**PROBLEMS TO WORK ON:**
**1.** Quote the passage from the article on the return of cinemagoing from "Two films, not" to "to the brim.".
**2.** Name every individual film that the article on the return of cinemagoing mentions by title.

**SELECTED EXTRACT:**
The media had rung the death knell on theatres and the concept of cinemagoing; statistics showed a steep decline in audiences going to movie theatres to watch films. Moreover, films shifted, literally and in the making, to the smaller screen, with several releases on OTT platforms. However, in the last year, there seems to have been a reemergence of the cinematic experience as the primary choice, as opposed to one among many.
Some surveys suggest that during the pandemic, India lost over 24 million cinemagoers, according to a report called Sizing the Cinema. It also suggested that the Hindi movie-viewing audience shrank by around 20%. Several multiplexes faced immense losses due to the abrupt lockdown and sanitation measures, leaving theatres around the world lifeless. Similarly, abroad, companies like Regal Cinema were forced to shut down, given the extent of their losses.
However, 2023 has also been a year of cinema revival, opening with Shah Rukh Khan’s mega-blockbuster, Pathaan, his great comeback film. Metted out to be quintessentially Bollywood down to the last shot, it was also an ode to the true Bollywood cinematic experience: camp, chock-full of machismo and physics-defying stunts, and most importantly, larger than life. It led to the reopening of 22 cinemas across India, which had once been bankrupted by strains of the pandemic. However, just a few months down the line, we lay witness to perhaps the largest cinematic release of Barbie and Oppenheimer, or as colloquially known, Barbenheimer.
Two films, not belonging to huge cinema franchises, managed to pull more eyeballs to the screen than most films in the past decade. It was the way the two played with familiar ideas and the way they connected to common political issues like feminism or the nuclear race, which already resided in the minds of the people (that isn’t to say their extensive marketing programmes had nothing to do with their popularity). Other releases coming up in September, like Shah Rukh Khan’s Jawaan, are also expected to fill theatres to the brim.
While we saw the palpable switch to the small screen in the pandemic, or OTT platforms like Netflix or Hulu, which gained popularity for their efficiency, accessibility, and considerable lack of censorship (especially in India), it seems as though for audiences none of this trumps the community experience of watching a movie in a hall, especially the big over-the-top productions. Movies have always relied on the masses for viewership and communication. Studies suggest the idea of sitting in a cinema hall creates a degree of escapism but, more importantly, allows one to espouse some semblance of belonging, a comforting thought after the pandemic of loneliness most have faced. With the combination of the grandiosity of movie theatres as well as the sense of community they provide, where every laugh and tear is shared, it’s no surprise that cinema, as it was imagined to be, is here to stay—on the big screen.

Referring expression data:
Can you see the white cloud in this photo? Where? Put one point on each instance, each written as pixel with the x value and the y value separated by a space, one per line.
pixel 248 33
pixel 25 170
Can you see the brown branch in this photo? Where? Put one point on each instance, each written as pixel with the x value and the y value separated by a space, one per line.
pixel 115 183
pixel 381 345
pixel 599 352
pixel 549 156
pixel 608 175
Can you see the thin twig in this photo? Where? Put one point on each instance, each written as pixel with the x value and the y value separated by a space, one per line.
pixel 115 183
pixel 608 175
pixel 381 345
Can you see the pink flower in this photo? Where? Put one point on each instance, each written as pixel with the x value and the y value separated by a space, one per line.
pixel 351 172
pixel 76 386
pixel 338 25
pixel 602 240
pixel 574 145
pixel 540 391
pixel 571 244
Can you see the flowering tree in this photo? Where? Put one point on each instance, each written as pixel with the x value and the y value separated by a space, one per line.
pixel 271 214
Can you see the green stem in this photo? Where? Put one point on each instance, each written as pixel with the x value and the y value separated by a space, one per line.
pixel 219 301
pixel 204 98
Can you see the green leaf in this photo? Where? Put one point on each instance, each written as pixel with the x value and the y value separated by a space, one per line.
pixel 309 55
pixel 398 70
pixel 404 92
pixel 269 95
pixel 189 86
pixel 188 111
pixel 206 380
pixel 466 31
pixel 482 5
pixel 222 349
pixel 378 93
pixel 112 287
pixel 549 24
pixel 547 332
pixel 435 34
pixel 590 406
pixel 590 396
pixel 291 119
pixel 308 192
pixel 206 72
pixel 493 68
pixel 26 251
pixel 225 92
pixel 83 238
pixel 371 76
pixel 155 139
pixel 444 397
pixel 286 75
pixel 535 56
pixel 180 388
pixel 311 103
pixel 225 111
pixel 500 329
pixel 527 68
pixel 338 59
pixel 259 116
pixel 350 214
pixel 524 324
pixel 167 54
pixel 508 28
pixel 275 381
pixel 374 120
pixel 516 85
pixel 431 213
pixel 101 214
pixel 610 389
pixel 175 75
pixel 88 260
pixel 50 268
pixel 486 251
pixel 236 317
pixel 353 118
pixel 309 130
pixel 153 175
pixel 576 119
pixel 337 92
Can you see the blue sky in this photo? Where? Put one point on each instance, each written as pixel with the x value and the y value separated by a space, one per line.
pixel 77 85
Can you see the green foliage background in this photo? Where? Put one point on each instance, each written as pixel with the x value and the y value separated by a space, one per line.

**TASK ANSWERS:**
**1.**
Two films, not belonging to huge cinema franchises, managed to pull more eyeballs to the screen than most films in the past decade. It was the way the two played with familiar ideas and the way they connected to common political issues like feminism or the nuclear race, which already resided in the minds of the people (that isn’t to say their extensive marketing programmes had nothing to do with their popularity). Other releases coming up in September, like Shah Rukh Khan’s Jawaan, are also expected to fill theatres to the brim.

**2.** Pathaan, Barbie, Oppenheimer, Jawaan